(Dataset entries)
((
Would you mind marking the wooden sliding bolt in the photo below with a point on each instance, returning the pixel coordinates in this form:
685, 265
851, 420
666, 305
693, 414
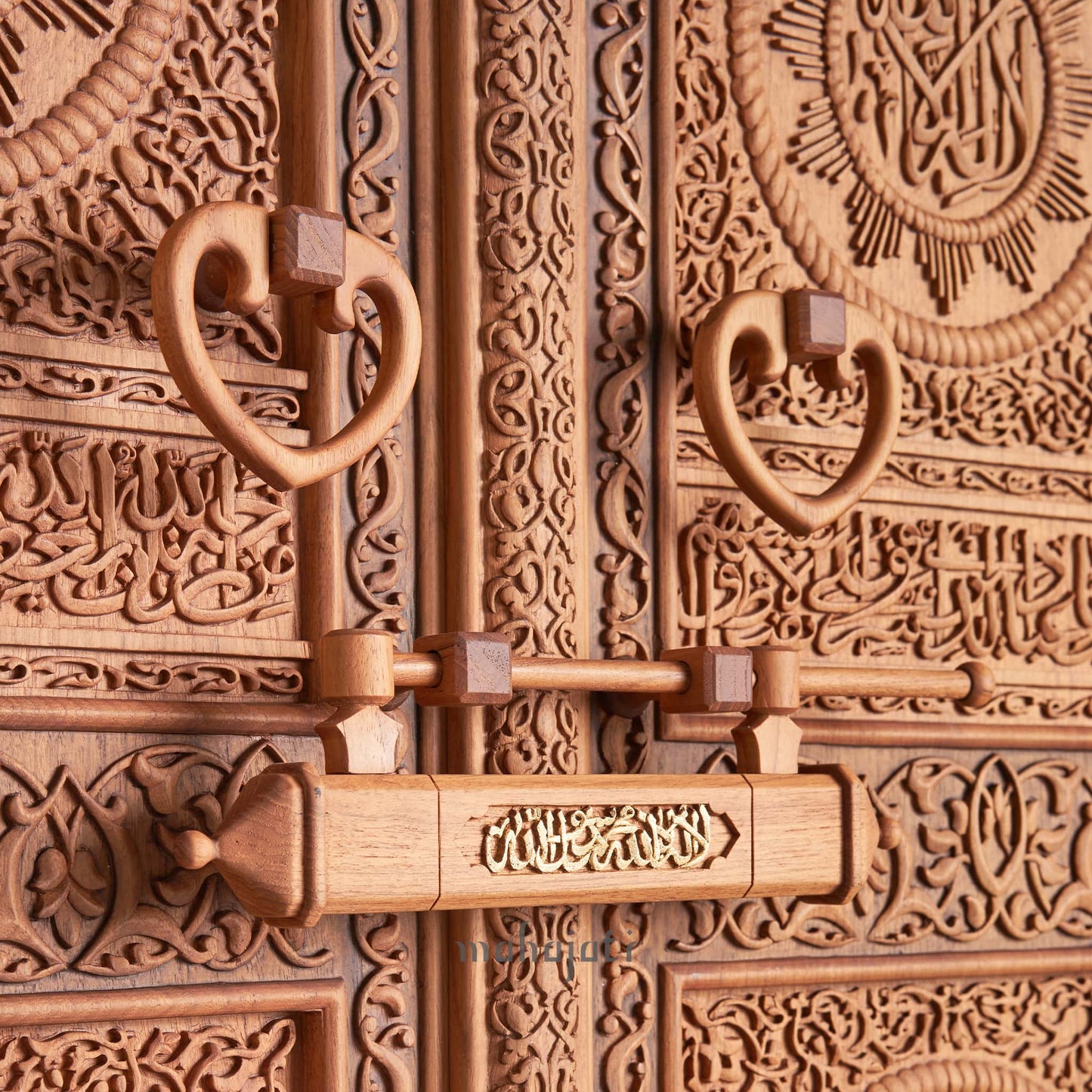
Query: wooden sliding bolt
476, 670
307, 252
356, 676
))
((
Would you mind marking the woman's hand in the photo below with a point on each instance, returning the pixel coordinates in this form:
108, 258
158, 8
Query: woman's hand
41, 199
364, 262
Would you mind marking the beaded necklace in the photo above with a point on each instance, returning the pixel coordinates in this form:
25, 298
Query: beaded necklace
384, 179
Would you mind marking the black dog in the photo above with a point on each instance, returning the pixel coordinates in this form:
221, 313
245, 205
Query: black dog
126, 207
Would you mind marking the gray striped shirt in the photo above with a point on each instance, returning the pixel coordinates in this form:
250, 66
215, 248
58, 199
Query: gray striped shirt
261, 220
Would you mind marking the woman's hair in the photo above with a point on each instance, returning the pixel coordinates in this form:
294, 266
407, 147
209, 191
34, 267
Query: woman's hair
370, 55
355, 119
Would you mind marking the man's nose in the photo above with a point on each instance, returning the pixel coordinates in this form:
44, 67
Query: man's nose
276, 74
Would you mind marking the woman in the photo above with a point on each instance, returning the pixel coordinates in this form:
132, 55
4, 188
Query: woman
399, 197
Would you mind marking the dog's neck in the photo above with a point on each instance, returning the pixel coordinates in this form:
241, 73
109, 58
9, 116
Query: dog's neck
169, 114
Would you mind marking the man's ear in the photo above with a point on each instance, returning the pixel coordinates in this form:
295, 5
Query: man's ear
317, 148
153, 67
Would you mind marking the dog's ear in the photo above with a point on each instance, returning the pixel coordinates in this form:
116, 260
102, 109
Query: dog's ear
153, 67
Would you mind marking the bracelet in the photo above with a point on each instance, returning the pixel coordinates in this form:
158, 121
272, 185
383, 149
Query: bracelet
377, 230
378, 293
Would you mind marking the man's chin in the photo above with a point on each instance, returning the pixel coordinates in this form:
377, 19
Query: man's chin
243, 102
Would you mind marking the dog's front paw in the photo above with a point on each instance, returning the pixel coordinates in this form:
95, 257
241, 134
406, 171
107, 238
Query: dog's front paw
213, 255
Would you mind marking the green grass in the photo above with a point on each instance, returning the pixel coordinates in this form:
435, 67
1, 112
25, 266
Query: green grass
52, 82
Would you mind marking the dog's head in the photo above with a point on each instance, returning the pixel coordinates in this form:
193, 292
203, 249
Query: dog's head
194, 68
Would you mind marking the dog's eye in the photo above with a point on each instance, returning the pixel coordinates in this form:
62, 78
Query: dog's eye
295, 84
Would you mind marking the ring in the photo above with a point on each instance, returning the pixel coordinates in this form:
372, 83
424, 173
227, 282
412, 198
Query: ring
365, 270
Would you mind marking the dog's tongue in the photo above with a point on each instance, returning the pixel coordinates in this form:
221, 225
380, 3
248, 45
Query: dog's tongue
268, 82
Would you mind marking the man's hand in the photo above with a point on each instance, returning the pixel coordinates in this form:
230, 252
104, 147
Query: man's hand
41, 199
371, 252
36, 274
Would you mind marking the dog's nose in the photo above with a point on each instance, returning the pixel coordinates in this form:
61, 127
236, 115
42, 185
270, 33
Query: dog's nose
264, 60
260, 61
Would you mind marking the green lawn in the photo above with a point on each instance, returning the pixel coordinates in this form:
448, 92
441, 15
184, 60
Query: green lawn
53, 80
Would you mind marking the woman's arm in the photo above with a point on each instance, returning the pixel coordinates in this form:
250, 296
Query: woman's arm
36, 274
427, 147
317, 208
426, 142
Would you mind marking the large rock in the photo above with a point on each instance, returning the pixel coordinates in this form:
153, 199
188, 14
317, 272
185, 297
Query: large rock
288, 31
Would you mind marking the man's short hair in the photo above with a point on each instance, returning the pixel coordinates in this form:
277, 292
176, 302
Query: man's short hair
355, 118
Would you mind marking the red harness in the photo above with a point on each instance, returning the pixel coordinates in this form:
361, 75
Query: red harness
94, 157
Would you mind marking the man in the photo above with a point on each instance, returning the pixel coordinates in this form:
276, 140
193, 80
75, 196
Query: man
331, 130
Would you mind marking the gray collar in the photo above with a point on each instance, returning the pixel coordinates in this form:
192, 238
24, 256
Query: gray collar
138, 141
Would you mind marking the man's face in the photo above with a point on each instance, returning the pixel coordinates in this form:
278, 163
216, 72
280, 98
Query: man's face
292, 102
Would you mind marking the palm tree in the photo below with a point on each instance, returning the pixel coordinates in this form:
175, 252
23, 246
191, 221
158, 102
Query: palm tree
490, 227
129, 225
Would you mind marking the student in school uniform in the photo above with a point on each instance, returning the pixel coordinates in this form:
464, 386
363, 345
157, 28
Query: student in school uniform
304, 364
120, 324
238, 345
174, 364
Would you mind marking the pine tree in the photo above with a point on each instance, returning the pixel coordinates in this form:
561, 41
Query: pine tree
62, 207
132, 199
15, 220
))
((
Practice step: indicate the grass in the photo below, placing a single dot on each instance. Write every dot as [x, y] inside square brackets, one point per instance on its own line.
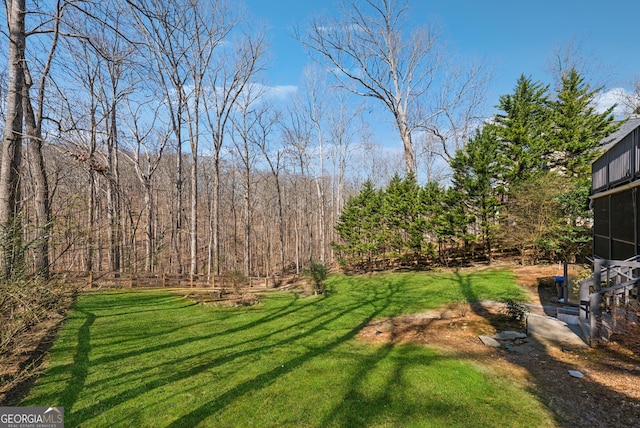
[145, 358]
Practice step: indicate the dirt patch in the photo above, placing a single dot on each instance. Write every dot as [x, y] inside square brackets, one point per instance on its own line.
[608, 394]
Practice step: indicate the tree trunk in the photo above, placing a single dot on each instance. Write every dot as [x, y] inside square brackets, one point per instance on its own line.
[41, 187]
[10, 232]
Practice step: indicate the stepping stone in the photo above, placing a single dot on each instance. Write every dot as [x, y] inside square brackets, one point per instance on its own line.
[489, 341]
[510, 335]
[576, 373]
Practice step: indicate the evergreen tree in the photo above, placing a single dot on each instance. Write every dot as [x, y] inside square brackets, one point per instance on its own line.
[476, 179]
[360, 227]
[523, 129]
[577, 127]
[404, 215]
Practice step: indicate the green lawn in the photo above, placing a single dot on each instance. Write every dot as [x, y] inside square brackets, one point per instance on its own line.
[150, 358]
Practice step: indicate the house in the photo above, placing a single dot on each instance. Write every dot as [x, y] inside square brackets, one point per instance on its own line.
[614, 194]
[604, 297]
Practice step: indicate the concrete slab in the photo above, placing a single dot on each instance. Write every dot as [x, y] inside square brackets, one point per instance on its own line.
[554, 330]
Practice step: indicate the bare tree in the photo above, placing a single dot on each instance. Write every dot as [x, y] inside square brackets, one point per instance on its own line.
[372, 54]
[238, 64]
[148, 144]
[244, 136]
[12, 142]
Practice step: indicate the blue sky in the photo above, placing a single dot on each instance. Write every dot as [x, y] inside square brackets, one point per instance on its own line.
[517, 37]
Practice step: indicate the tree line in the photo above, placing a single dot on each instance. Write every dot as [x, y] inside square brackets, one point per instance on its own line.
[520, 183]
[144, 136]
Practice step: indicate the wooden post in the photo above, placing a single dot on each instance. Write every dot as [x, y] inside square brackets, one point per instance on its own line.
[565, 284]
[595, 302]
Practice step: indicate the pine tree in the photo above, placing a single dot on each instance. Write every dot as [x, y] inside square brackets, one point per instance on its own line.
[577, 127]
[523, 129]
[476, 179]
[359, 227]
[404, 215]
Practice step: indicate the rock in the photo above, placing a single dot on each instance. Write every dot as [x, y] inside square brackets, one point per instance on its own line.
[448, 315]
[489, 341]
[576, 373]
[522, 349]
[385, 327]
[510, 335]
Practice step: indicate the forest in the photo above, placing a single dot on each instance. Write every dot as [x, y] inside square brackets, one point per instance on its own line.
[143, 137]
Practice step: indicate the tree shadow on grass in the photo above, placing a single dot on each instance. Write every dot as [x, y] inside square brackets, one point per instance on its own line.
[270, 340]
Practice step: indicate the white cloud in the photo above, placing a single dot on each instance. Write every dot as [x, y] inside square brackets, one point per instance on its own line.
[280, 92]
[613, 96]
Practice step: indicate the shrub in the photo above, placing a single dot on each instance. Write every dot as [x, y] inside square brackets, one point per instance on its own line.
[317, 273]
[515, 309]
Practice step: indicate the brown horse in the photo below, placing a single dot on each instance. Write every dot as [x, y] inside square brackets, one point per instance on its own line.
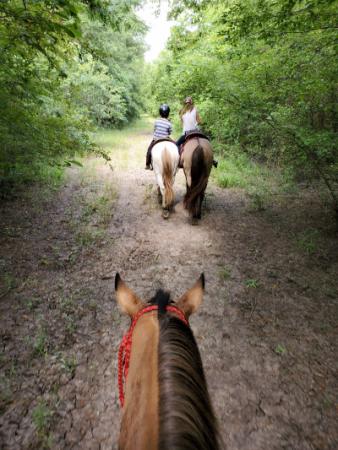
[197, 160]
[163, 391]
))
# Work request:
Copy out, word for word, the part of the entries above that begins at the line with "Query: black dog" and ends at the line with "Would you mind marking the dog's neck", including both.

# Task output:
Query: black dog
126, 207
Would you mind marking the gray striped shirt in the photo above with a point on each instance, returning the pixel coordinates in this form:
250, 66
215, 248
58, 199
Query: gray striped shirt
261, 220
Would you mind marking the woman's hair in the photo above with a point on each instance, returning the pixel coordinates in this form:
294, 266
407, 147
209, 191
34, 267
Query: woman's hair
370, 55
355, 119
Would you mind marking the man's nose in the photo above with a point on each instance, returning the pixel coordinates in this form:
44, 67
Query: man's nose
276, 74
Would you mind marking the woman in the photo above with a point on each instance, returning the pixel coordinates in this form:
132, 55
4, 188
Query: woman
399, 197
Would you mind marking the dog's neck in the photo above with a point on each instance, returning the pixel coordinates in this form:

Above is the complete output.